What to work on: Take the material below and write it all out again exactly.

Given information:
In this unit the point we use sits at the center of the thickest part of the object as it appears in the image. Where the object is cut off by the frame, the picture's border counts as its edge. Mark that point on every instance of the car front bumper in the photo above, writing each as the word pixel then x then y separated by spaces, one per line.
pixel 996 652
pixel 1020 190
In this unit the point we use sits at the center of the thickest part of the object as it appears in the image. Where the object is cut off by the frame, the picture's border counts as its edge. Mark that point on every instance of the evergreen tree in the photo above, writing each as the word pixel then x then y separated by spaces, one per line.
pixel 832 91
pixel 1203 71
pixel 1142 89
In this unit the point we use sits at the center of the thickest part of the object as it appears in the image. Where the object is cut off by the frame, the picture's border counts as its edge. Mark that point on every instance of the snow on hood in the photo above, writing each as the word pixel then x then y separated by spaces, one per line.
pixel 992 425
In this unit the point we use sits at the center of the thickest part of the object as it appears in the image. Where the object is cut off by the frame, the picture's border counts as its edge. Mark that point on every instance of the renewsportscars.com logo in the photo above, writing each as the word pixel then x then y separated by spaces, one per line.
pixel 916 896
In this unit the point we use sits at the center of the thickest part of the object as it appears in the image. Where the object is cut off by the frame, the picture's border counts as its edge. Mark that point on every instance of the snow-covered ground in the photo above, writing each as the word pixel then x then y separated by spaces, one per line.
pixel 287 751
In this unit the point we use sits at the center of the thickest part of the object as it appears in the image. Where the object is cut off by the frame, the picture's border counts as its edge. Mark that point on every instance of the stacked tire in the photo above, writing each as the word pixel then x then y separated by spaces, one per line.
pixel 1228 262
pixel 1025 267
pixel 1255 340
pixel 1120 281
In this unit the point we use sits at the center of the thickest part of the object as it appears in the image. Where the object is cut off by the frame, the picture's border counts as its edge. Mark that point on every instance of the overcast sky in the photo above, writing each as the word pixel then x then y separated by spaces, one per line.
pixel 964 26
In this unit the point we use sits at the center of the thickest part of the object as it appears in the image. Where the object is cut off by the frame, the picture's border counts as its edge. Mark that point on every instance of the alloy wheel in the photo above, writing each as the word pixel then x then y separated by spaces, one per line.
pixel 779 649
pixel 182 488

Result:
In this unit the point we use sits at the center of the thickest part of the object as it appears in the image. Where the object is cut off by the frame, the picture's border counts as its edge. Mark that point on every instance of the car front bumper in the photo above, writing each as the word pixel then x then y separated by spaces, one per line.
pixel 996 652
pixel 1020 190
In this unit the point we use sits at the center of the thickest part of the object as it appears in the image. Where the object is cut off by the frame, the picture's border counts as its edge. Mark that point on every instance of the evergreen tree in the photo above, writing each as the word pixel then x then y separated by spaces, one per line.
pixel 832 91
pixel 1203 71
pixel 1142 89
In this unit the point we use sits at the center of the thickest part of the object as it appears in the image. Where the object is cut off by the frame, the picture's border counts as its edge. Mark that point on every instance of the snow on hood in the photo above, writing each as the word pixel then x then y separated by spaces, one per line.
pixel 992 425
In this unit the point we use sits at the center of the thickest part of the object as it appears in the image. Where the object is cut off by the frame, the picture's border counts as its edge. Mark that point on every instance of the renewsportscars.com logo in the photo above, writing each as the word pixel then x then y separated by spaces, one per line.
pixel 916 896
In this unit the point we use sits at the center of the thickest part of the object as it appears in the image. Where the object is cut off by the frame, the picture's border counts as its edge. Mark that point on every instance of the snow-covered ground in the photo above, writing each as the word pixel then x then y separated by spaces, one per line.
pixel 287 751
In this unit the point we use sits at the center of the thickest part of the object as it appears in the image. Where the object is cut off by the frame, the picture's border counts as its edge. Mark that point on every instance of the stacked tire in the photo above, writing each as the word pixel then x then y separated by spaces, one per line.
pixel 1228 262
pixel 1025 267
pixel 1255 340
pixel 1120 281
In this unit the point we use sits at the center of the thickest part of the object as it appears in the image. Where the object is cut off by the frame, the picture's border counts as its edge. Mark that point on every instance of the overcast sky in the photo above, writing each as the word pixel then x then y separated by spaces, one per line.
pixel 964 26
In this unit the point we use sits at the center of the thickest part of the object as it appears in the image. Where the object is cut off by the frame, the picture's border counts as its edge. Mark that point on every instance of the alloy wheel in the photo above, writing each as the word pixel then x then y separated by spaces, one per line.
pixel 779 649
pixel 182 488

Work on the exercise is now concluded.